Problem: Continue the Zoolander film summary below, starting right after its final sentence.

In the film, top people in the fashion industry, Jacobim Mugatu (Will Ferrell) and Derek's agent Maury Ballstein (Jerry Stiller), are hired by other executives to assassinate the Prime Minister of Malaysia (Woodrow Asai), who will pass progressive laws that would harm their businesses. Mugatu and Ballstein plan to brainwash Zoolander into killing him. Meanwhile, Zoolander has several personal and career issues, including declining popularity, disappointment in his career choice from his family, and trying to find his true purpose which he suspects is not being a model. Through much research, journalist Matilda Jeffries (Christine Taylor) becomes aware of the planned assassination and informs Derek about it. After Derek reconciles with the competing male model Hansel (Owen Wilson), the three try to stop the Prime Minister's assassination from happening.

A satire on the fashion industry, the film received mixed reviews from critics, though it was a box-office success. A sequel, 'Zoolander 2', was released in February 2016, to negative reviews. An animated series, 'Zoolander: Super Model', was released on Netflix UK in August 2016.

Plot





In New York City, male model Derek Zoolander is at a low point; he is ousted as the top male fashion model by the rising star Hansel, his roommates and colleagues are killed in a "freak gasoline-fight accident", and an attempt to reconnect with his southern New Jersey working class relatives ends with the family rejecting him. Meanwhile, fashion mogul Jacobim Mugatu and Derek's agent Maury Ballstein are charged by the fashion industry with finding a model who can be brainwashed into assassinating the new progressive-leaning Prime Minister of Malaysia, whose policies will prohibit them from retaining cheap child labor in the country. Mugatu hires Derek, whom he normally doesn't work with, to star in the next runway show for his brainwashing plan. It involves Derek being conditioned to attempt the assassination when the song "Relax" by Frankie Goes to Hollywood is played.

Dataset extract:
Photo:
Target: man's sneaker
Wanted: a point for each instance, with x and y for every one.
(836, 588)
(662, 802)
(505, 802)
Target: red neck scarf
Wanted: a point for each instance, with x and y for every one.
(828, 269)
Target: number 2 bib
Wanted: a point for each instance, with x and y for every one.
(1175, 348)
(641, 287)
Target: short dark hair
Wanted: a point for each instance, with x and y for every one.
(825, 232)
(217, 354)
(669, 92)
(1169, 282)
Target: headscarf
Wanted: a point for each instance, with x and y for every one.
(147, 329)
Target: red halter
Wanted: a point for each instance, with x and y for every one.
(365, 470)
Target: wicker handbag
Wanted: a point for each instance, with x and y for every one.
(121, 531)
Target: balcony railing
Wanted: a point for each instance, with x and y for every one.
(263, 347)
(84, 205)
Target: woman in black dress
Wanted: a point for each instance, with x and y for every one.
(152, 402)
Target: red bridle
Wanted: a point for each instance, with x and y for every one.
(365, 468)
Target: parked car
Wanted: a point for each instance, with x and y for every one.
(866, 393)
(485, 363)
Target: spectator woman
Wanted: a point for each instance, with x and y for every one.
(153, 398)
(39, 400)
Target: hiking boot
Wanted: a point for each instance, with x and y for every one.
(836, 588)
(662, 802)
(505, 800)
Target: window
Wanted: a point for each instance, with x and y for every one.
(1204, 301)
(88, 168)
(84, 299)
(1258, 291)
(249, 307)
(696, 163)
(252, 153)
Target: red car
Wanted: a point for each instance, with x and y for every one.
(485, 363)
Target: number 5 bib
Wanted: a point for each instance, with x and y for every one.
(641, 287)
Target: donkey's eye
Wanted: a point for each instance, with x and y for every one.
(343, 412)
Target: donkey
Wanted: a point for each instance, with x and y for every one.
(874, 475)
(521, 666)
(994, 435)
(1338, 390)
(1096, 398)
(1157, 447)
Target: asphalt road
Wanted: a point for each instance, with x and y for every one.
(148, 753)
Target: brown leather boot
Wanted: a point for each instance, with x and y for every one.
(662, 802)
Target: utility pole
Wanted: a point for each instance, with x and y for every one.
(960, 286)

Exercise answer:
Matilda Jeffries, feeling responsible for Derek's downfall as she wrote a critical 'Time' article about him, becomes suspicious of Mugatu's offer. She tells her concerns to Derek, but he ignores her. After receiving info through calls from former hand model J.P. Prewett, Matilda and Derek meet him in a cemetery. Prewett reveals that the fashion industry has been behind several of history's political assassinations, including Abraham Lincoln and John F. Kennedy and the brainwashed models are soon killed after they have completed their task. Mugatu's cronies attack the group, forcing Derek and Matilda to flee. They go to Hansel's home, the last place they believe Mugatu will think to look. Derek, Hansel, and Matilda bond, the two male models resolving their differences while partaking of Hansel's collection of narcotics and participating in group sex with Matilda and others. Derek and Hansel break into Maury's office to find evidence of the assassination plot, but they cannot operate his computer to find them.

Derek goes to the runway, and Mugatu's disc jockey plays a remix version of "Relax". This activates Derek's mental programming, only for it to stop after Hansel breaks into the DJ booth and shuts off the turntable. Despite Hansel bringing the computer with him and smashing the computer on the floor (which he does out of taking Matilda's words of the files being in the computer literally), Maury admits to the conspiracy. Mugatu then attempts to kill the Prime Minister himself by throwing a shuriken, but Derek stops it by unleashing his ultimate model look, "Magnum". In Derek's rural hometown, his father Larry watches the event on television, and proudly acknowledges Derek as his son. A few years later, Derek, Hansel, and Maury start '"The Derek Zoolander Center for Kids Who Can't Read Good and Who Wanna Learn to Do Other Stuff Good Too"'. Derek and Matilda have a son named Derek Zoolander Jr., who has already developed his first modeling look.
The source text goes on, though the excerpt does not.